## [CONSIGNES]
[1] Recopiez le passage de l'extrait allant de « 22 juin 2018, 52e » jusqu'à « de l'aigle albanais. » inclus, en substituant « tir puissant » à « boulet de canon ».
[2] D'après l'extrait, quel joueur donne la victoire à la Suisse, et à quelle minute ?

## [EXTRAIT SOURCE]

------------------------------------------------------------

Il a photographié l'aigle en 2018: «Les Serbes n'ont peut-être pas digéré»
22 juin 2018, 52e minute du match de Coupe du monde entre la Suisse et la Serbie. Granit Xhaka envoie un boulet de canon du pied gauche qui fait trembler les filets du gardien serbe. Egalisation pour la Suisse. Explosion de joie du joueur qui fait le geste d'un drôle d'oiseau sur la poitrine. Le match se poursuit et la Suisse arrache la victoire par un tir croisé de Xherdan Shaqiri à la 90e. La célébration du joueur né au Kosovo est similaire, il s'agira du symbole de l'aigle albanais.

------------------------------------------------------------

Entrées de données
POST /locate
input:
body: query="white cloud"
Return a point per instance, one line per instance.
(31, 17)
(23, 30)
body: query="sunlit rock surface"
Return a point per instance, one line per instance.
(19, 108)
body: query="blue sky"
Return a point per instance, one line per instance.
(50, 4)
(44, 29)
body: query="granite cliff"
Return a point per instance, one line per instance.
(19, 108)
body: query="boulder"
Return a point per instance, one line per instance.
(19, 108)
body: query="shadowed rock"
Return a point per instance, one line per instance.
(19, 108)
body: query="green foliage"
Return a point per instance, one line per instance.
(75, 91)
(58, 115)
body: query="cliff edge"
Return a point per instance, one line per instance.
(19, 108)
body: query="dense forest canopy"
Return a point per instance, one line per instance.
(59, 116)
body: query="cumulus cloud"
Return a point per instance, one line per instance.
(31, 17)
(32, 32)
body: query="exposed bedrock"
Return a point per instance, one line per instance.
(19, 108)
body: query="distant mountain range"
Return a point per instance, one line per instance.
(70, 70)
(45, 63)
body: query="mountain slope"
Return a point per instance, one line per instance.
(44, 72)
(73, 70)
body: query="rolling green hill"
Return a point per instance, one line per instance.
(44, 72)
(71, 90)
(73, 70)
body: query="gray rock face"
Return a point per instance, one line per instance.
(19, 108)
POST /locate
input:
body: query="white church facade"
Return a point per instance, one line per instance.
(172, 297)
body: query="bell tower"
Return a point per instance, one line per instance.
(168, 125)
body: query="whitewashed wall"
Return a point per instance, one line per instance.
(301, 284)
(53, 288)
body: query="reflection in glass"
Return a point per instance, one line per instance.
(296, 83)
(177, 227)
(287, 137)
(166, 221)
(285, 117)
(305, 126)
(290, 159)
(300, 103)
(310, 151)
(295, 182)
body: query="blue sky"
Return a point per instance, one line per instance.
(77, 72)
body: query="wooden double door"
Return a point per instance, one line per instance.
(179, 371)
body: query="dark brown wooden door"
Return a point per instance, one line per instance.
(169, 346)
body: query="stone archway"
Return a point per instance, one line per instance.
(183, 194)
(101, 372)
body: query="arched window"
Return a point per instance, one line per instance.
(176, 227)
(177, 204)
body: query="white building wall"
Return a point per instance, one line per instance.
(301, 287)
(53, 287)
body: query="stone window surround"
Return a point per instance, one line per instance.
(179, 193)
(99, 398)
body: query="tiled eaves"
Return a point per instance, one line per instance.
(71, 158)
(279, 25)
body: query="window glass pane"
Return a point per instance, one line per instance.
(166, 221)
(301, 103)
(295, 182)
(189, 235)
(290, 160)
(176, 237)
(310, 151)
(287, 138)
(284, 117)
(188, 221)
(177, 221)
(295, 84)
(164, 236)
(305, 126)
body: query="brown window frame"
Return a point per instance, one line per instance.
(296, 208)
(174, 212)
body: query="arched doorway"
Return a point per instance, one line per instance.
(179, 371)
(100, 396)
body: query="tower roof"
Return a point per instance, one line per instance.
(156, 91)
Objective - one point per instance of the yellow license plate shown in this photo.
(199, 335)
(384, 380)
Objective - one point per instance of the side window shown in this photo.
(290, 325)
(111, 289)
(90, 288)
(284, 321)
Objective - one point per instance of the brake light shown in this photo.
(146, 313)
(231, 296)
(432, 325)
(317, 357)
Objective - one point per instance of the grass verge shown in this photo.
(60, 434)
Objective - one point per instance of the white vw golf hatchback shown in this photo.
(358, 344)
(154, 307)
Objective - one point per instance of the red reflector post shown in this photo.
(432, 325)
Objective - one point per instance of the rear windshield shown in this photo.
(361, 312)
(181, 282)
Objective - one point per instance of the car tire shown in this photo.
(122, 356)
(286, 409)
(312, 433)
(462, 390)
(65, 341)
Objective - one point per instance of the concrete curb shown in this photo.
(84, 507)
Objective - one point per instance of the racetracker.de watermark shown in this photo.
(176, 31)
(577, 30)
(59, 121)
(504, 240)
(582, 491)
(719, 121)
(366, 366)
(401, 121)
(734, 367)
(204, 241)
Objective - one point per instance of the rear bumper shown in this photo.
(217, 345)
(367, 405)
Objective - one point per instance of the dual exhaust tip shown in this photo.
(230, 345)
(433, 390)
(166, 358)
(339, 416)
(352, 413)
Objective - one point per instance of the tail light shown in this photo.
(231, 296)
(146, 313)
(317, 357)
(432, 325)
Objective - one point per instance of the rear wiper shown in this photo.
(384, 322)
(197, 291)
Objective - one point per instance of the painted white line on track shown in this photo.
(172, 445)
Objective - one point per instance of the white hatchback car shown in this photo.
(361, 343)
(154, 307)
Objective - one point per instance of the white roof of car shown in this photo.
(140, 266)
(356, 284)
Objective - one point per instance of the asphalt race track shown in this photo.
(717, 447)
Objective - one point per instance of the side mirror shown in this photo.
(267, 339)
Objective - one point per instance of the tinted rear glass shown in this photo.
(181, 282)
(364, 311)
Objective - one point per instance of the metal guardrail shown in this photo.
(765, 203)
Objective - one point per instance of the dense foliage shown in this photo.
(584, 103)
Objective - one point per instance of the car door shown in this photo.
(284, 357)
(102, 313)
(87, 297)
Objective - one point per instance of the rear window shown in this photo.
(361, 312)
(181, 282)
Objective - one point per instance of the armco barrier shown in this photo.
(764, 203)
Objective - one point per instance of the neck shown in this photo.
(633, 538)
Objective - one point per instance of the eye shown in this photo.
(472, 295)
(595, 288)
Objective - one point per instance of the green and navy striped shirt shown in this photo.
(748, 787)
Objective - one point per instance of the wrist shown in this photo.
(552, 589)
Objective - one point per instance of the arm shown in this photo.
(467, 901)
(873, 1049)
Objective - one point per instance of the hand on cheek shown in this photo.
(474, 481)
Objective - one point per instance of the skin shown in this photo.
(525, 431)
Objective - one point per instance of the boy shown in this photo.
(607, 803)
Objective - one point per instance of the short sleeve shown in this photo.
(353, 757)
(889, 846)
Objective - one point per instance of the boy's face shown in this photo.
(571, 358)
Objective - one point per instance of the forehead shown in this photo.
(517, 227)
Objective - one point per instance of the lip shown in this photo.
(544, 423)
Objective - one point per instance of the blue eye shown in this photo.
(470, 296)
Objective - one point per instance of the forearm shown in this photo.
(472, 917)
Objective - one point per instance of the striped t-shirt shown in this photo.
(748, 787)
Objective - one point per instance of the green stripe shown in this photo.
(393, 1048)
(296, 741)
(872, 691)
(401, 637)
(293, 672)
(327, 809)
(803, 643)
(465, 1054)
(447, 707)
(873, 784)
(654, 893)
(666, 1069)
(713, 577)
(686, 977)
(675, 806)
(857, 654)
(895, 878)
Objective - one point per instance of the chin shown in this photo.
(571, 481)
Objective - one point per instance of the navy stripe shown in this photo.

------------------------------------------------------------

## [RÉPONSES ATTENDUES]
[1]
22 juin 2018, 52e minute du match de Coupe du monde entre la Suisse et la Serbie. Granit Xhaka envoie un tir puissant du pied gauche qui fait trembler les filets du gardien serbe. Egalisation pour la Suisse. Explosion de joie du joueur qui fait le geste d'un drôle d'oiseau sur la poitrine. Le match se poursuit et la Suisse arrache la victoire par un tir croisé de Xherdan Shaqiri à la 90e. La célébration du joueur né au Kosovo est similaire, il s'agira du symbole de l'aigle albanais.

[2] Xherdan Shaqiri, à la 90e minute.